__Provided records__.
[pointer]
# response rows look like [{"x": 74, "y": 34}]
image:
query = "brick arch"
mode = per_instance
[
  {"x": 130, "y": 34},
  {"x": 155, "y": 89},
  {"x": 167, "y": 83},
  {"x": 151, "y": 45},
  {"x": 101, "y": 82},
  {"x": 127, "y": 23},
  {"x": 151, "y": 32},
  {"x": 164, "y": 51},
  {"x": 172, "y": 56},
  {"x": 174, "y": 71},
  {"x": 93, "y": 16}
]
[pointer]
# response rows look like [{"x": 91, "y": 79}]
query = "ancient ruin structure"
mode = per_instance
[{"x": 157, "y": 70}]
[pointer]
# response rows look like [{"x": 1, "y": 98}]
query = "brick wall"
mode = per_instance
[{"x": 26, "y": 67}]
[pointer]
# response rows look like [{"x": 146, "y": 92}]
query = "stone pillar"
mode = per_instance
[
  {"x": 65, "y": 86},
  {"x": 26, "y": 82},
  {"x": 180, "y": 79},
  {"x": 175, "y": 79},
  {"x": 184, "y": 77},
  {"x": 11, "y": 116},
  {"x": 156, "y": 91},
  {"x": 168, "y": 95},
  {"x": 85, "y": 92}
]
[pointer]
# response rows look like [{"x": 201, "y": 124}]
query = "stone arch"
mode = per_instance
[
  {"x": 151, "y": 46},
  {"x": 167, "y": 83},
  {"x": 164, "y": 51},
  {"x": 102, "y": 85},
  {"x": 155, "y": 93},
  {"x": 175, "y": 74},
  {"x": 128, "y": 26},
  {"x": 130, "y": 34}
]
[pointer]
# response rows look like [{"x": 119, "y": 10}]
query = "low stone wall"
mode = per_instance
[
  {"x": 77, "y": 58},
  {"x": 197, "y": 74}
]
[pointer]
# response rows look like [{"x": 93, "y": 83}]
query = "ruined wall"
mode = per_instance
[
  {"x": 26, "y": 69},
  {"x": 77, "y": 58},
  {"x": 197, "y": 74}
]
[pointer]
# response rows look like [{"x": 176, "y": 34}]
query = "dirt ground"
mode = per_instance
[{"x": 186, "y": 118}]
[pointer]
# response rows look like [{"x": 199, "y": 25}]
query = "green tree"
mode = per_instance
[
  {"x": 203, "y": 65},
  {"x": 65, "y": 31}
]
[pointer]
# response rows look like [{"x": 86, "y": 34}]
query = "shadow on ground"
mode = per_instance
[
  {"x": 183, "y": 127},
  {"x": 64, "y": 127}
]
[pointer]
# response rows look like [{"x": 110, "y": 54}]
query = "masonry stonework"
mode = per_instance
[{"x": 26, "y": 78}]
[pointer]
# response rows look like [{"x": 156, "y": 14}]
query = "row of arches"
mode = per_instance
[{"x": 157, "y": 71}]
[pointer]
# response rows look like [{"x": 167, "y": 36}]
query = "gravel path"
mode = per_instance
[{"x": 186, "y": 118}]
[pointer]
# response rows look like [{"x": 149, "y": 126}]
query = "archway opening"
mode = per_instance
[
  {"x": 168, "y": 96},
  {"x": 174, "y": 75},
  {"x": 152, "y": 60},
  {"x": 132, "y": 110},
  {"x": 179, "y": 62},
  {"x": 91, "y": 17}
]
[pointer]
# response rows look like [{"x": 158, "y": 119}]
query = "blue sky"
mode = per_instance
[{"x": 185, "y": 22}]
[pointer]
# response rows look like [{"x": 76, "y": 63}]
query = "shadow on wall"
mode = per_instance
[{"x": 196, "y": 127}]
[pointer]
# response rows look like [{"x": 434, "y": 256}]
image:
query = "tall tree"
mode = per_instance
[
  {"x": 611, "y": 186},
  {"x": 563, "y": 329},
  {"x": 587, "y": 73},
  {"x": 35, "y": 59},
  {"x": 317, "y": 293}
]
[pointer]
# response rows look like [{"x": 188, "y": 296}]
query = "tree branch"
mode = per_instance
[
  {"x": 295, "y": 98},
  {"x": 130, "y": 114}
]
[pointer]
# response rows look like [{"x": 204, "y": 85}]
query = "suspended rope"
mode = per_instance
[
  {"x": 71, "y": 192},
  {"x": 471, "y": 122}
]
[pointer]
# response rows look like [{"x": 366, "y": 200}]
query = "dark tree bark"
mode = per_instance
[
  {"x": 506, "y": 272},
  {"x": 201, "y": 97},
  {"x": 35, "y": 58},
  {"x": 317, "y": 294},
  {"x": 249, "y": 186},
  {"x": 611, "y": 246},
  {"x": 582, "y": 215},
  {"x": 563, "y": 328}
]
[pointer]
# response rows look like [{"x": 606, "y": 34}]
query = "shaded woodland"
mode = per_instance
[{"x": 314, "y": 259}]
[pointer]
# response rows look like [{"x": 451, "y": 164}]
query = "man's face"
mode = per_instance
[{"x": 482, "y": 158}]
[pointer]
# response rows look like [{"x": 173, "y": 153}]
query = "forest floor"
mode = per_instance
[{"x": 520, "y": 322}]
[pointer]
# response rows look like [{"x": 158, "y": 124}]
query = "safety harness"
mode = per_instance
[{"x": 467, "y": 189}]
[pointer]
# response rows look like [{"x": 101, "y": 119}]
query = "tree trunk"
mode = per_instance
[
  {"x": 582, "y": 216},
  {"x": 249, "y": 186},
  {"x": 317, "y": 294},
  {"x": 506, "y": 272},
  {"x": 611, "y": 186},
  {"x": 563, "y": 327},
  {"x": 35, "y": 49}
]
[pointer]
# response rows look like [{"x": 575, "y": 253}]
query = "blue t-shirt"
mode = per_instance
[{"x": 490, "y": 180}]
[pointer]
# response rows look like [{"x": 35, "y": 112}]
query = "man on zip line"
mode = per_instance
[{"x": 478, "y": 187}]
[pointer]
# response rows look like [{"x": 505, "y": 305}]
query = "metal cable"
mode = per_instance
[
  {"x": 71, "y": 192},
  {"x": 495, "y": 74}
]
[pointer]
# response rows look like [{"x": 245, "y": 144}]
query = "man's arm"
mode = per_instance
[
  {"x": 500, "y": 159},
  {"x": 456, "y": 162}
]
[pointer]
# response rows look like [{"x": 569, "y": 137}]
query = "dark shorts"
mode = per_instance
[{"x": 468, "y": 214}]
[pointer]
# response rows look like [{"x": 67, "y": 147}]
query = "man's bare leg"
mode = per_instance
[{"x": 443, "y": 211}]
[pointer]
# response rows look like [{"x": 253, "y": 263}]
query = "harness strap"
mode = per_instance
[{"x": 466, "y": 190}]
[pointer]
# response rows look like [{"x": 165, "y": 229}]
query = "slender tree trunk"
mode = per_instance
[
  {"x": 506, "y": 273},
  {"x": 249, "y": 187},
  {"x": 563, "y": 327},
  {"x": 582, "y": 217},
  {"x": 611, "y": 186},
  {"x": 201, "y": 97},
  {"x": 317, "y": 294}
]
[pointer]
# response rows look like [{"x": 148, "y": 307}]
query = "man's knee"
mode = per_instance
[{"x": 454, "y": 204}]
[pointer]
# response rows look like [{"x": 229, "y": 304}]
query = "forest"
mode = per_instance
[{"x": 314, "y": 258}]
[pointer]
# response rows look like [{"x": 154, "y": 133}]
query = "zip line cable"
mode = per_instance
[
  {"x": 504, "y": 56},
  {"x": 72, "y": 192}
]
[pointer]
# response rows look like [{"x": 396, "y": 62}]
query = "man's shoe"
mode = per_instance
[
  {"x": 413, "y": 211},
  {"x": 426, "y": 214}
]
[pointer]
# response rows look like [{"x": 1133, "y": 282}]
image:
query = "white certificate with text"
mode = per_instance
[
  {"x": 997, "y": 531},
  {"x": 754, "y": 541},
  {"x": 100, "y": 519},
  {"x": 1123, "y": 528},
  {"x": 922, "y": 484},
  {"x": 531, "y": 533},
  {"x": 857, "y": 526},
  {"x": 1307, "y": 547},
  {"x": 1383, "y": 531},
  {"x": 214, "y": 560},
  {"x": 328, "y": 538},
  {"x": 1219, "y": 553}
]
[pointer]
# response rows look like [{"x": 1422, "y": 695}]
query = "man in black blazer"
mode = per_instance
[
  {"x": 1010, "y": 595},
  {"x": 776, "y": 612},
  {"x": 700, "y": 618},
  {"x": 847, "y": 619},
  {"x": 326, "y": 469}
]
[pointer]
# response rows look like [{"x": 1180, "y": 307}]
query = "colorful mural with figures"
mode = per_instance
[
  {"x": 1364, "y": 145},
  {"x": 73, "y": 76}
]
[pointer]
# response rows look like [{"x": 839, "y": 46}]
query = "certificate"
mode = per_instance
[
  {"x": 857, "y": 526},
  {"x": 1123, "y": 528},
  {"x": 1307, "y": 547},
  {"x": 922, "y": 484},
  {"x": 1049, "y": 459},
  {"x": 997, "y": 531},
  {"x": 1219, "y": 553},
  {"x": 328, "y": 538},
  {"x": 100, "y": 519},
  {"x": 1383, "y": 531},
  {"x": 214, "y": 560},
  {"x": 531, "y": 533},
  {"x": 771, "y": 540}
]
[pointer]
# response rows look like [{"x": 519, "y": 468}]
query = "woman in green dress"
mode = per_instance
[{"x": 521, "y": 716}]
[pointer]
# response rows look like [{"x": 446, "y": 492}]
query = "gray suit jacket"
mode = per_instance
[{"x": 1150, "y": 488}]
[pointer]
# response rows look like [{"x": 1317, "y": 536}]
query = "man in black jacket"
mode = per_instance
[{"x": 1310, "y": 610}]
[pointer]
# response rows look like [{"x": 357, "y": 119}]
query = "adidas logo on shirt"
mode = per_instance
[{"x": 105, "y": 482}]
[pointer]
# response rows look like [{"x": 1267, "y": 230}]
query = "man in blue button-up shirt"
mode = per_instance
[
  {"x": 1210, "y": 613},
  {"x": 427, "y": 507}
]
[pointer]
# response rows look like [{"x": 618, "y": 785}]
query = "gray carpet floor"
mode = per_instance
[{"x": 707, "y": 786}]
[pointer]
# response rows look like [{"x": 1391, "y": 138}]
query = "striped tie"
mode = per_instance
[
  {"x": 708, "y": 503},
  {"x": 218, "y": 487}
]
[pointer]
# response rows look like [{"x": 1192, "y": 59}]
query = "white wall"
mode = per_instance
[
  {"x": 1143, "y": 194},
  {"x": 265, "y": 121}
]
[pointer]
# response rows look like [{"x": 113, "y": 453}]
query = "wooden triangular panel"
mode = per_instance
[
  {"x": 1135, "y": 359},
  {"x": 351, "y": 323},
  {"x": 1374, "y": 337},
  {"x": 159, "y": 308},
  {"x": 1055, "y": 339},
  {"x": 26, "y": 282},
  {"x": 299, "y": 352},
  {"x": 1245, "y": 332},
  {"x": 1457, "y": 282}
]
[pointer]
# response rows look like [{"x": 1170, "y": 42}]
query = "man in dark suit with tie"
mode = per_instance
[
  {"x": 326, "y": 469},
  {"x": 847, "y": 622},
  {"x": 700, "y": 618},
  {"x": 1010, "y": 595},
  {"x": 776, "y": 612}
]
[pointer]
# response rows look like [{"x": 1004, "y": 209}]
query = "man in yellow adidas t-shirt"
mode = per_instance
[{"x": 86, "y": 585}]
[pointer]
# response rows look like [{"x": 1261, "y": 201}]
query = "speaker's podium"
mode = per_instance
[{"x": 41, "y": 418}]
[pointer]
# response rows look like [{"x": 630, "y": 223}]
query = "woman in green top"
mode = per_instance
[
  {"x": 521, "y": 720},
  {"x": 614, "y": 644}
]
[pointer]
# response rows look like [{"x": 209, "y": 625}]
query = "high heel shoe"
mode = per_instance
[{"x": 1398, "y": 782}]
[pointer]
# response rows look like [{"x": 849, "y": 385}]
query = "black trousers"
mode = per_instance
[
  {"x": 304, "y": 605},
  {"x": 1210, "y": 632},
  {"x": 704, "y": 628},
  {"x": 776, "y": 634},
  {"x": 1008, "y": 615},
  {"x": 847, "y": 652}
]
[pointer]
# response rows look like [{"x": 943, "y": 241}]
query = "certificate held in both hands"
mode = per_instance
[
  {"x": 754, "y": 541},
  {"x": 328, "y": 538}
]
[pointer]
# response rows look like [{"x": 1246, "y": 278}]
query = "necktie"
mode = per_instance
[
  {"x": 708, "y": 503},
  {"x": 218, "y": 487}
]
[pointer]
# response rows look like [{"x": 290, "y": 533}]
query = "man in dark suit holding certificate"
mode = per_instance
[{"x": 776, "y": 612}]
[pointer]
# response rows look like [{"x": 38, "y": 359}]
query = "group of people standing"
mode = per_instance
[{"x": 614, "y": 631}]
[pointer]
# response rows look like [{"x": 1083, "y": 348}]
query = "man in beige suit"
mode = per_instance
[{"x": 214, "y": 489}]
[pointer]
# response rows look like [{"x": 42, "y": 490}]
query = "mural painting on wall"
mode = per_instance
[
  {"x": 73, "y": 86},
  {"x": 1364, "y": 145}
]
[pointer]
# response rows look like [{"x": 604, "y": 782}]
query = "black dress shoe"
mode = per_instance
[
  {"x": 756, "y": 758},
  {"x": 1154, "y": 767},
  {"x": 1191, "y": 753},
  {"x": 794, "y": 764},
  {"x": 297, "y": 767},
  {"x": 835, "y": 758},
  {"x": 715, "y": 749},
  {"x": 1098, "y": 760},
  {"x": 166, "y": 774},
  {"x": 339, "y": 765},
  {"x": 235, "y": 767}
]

__Problem__. Tally the lines of the material that include "shirt". Only the total should be given.

__Output of the task__. 4